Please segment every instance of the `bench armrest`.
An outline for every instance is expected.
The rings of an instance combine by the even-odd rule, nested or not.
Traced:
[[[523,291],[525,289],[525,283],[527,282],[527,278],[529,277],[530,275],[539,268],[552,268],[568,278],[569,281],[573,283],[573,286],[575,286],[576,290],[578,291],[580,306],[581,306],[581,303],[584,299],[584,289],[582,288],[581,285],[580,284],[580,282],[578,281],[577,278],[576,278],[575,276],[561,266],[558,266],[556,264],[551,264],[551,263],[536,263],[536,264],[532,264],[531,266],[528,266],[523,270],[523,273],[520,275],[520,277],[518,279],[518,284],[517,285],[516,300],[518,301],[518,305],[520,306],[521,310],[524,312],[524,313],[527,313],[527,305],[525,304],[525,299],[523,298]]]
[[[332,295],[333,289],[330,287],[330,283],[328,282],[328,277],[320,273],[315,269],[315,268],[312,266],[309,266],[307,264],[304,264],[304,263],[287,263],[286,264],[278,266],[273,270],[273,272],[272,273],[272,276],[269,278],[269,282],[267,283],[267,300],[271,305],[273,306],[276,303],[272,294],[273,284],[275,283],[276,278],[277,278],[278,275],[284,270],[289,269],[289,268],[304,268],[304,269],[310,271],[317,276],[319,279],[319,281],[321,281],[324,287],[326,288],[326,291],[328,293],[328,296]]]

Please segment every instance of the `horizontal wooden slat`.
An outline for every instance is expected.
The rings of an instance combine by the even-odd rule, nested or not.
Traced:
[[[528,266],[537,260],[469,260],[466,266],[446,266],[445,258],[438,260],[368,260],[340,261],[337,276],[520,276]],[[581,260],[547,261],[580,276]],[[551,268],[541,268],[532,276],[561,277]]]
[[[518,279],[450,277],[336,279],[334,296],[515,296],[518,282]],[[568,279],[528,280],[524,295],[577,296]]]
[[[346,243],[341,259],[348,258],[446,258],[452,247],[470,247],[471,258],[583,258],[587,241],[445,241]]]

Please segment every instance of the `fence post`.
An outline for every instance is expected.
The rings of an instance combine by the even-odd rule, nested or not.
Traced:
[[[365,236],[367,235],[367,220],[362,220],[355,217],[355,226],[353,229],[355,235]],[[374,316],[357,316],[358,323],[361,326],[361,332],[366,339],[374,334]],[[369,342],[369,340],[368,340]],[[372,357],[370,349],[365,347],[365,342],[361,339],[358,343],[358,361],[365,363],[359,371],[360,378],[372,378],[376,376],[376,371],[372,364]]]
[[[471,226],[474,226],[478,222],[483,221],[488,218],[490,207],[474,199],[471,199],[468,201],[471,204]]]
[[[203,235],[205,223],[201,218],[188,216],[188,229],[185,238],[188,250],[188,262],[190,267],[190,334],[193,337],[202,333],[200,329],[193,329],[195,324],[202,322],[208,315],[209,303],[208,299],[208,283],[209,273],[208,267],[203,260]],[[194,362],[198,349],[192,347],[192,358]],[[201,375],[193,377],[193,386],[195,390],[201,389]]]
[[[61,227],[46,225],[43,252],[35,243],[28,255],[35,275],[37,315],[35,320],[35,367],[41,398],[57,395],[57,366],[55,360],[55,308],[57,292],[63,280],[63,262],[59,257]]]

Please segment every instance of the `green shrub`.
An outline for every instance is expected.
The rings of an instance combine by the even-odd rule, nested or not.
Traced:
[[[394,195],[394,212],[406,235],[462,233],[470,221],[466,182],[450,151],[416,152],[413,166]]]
******************************
* EXERCISE INSTRUCTIONS
Pull out every line above that contains the string "Please". Case counts.

* RESULT OF THE EXERCISE
Please segment every instance of the `bench armrest`.
Please segment every instance of the `horizontal wooden slat`.
Please segment every instance of the `fence post`.
Please segment every instance of the `green shrub`.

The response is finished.